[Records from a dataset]
————

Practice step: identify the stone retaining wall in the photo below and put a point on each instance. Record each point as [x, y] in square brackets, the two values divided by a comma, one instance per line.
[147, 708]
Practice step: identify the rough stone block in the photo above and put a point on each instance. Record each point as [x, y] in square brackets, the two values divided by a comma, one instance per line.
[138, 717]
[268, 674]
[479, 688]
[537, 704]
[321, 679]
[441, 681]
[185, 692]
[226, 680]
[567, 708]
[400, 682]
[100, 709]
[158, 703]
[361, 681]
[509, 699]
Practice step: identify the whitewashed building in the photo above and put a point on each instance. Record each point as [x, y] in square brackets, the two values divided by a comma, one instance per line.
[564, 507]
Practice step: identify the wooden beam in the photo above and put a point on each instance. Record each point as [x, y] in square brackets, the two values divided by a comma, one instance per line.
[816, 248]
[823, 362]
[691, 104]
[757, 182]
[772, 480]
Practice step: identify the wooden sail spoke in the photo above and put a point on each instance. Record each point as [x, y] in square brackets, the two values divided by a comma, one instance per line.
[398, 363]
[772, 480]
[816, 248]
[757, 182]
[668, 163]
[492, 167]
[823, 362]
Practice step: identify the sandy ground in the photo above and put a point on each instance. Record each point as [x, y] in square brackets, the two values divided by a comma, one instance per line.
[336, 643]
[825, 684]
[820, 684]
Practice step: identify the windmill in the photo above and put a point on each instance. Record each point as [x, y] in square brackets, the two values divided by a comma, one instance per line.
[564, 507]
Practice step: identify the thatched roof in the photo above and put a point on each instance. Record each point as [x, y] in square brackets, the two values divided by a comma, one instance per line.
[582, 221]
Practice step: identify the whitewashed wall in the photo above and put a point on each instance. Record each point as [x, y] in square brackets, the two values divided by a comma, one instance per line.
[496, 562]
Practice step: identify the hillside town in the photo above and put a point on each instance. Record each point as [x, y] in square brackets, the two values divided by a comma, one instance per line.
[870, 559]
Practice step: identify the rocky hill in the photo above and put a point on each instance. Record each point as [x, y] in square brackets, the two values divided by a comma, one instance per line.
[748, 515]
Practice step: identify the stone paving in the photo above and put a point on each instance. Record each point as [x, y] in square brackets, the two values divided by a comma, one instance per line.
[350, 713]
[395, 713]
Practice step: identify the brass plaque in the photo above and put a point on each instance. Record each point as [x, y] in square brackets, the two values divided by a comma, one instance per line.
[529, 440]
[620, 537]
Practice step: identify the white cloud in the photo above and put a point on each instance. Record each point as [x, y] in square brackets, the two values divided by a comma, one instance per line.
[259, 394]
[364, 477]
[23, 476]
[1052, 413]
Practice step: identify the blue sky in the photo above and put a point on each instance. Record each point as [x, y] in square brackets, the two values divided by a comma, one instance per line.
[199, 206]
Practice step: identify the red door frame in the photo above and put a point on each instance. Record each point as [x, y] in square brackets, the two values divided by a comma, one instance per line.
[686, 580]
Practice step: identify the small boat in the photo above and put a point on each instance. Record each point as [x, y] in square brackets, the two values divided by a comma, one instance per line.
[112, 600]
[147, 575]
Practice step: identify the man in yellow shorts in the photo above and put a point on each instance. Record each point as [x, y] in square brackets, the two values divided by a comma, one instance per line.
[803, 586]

————

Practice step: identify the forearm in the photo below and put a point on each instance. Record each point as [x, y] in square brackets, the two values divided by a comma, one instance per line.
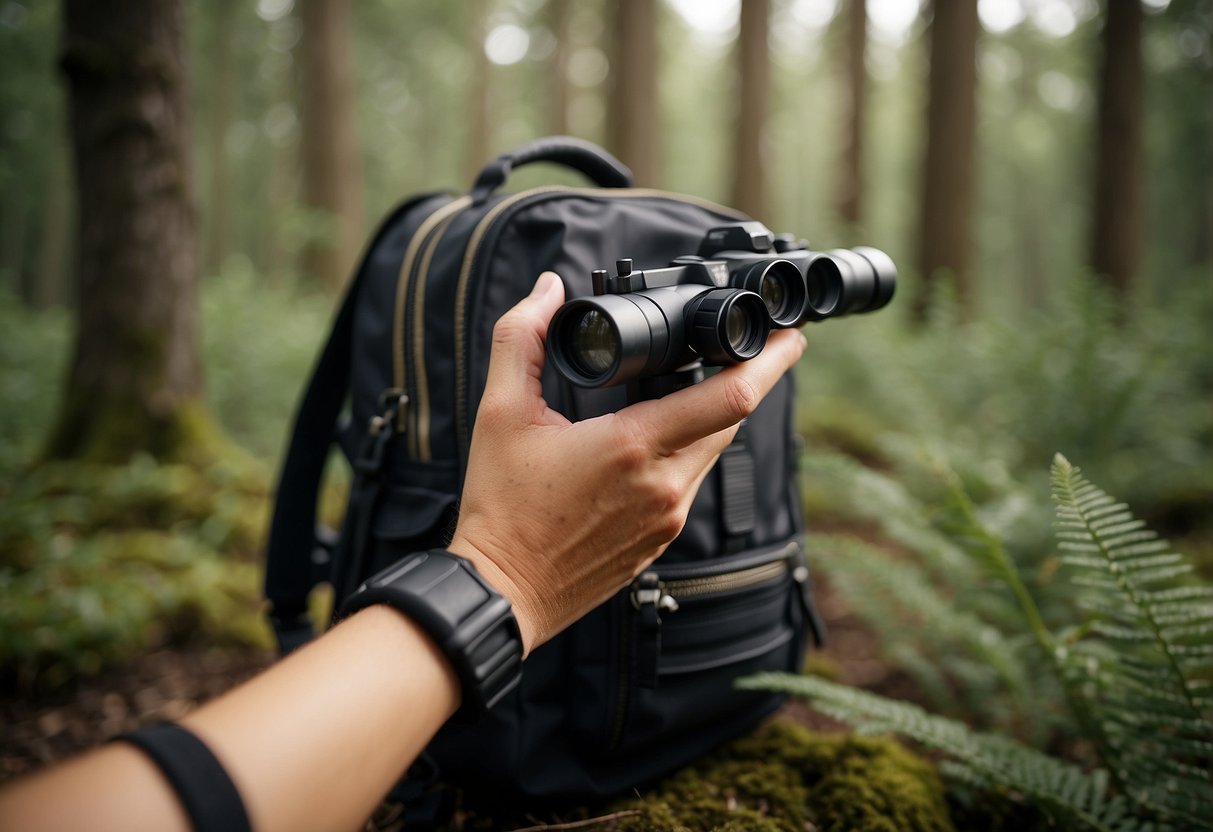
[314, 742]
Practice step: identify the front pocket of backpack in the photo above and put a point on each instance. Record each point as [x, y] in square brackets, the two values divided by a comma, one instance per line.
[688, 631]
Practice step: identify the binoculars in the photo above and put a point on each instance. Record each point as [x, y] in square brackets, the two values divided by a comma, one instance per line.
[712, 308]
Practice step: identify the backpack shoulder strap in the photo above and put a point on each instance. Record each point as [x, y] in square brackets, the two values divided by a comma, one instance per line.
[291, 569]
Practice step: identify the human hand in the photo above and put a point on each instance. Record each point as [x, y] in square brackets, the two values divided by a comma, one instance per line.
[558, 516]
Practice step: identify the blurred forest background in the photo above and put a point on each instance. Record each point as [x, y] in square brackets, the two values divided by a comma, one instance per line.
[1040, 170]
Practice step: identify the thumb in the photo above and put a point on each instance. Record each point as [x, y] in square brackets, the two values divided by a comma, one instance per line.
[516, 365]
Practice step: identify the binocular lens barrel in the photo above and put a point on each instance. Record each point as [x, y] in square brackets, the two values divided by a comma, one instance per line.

————

Extract every line in the entries above that contains the word "below". Reproduce each such line in full.

### [Expected output]
Practice step: identify the stone retaining wall in the photo below and put a point on each instance. Record each point as [x, y] in square brackets, the two values divided by a comma, one instance per line.
Practice step: identify the forearm in the photo below and put a point on each instance. Record each point as [x, y] in square brackets, the two values divided by a comma, one instance per line.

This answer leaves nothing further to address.